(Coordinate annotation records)
########################################
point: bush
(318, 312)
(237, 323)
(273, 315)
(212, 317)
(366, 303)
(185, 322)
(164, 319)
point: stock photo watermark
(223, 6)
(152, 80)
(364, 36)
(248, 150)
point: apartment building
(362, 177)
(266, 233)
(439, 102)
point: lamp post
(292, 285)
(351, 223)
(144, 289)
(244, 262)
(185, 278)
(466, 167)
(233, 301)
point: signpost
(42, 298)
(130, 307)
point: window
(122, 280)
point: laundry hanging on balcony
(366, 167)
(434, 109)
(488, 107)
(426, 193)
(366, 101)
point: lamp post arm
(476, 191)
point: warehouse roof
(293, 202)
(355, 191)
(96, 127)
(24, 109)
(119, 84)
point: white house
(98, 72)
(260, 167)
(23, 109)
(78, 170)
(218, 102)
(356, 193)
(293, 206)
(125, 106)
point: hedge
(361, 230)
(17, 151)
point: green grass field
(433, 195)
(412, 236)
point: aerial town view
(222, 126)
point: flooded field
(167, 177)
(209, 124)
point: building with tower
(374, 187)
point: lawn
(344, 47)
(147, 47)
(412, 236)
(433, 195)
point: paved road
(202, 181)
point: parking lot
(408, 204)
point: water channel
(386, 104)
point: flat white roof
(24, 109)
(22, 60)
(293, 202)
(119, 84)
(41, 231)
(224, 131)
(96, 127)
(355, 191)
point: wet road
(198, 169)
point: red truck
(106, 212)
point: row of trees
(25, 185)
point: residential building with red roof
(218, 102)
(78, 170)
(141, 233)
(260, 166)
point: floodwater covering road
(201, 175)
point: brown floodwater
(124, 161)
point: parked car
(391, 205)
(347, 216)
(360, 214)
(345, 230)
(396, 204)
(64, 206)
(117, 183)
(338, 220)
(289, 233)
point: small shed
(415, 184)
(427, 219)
########################################
• **Aim**: All of the material must be reproduced exactly.

• **Output below**:
point: bush
(318, 312)
(237, 323)
(273, 315)
(212, 317)
(366, 303)
(185, 322)
(164, 319)
point: stock photo watermark
(223, 6)
(152, 80)
(364, 36)
(248, 150)
point: apartment building
(362, 177)
(266, 233)
(439, 102)
point: lamp post
(292, 285)
(351, 223)
(144, 289)
(244, 262)
(185, 278)
(466, 167)
(233, 301)
point: signpost
(42, 298)
(130, 307)
point: window
(122, 280)
point: laundry hanging on balcony
(366, 167)
(434, 109)
(488, 107)
(426, 193)
(366, 101)
point: lamp post arm
(476, 191)
point: warehouse roof
(293, 202)
(355, 191)
(96, 127)
(24, 109)
(119, 84)
point: white house
(98, 72)
(260, 167)
(23, 109)
(78, 170)
(218, 102)
(356, 193)
(293, 206)
(125, 106)
point: hedge
(361, 230)
(17, 151)
point: green grass field
(433, 195)
(412, 236)
point: aerial town view
(222, 126)
point: flooded field
(167, 177)
(209, 124)
point: building with tower
(374, 187)
point: lawn
(344, 47)
(147, 47)
(412, 236)
(433, 195)
point: paved road
(202, 181)
point: parking lot
(408, 204)
point: water channel
(386, 104)
point: flat white roof
(24, 109)
(22, 60)
(293, 202)
(119, 84)
(41, 231)
(224, 131)
(96, 127)
(355, 191)
point: wet road
(198, 169)
point: red truck
(106, 212)
point: row of trees
(25, 185)
point: residential building with red roof
(218, 102)
(78, 170)
(141, 233)
(260, 166)
point: floodwater covering road
(201, 175)
point: brown floodwater
(124, 161)
point: parked car
(391, 205)
(347, 216)
(360, 214)
(345, 230)
(396, 204)
(64, 206)
(117, 183)
(338, 220)
(289, 233)
point: small shed
(415, 184)
(427, 219)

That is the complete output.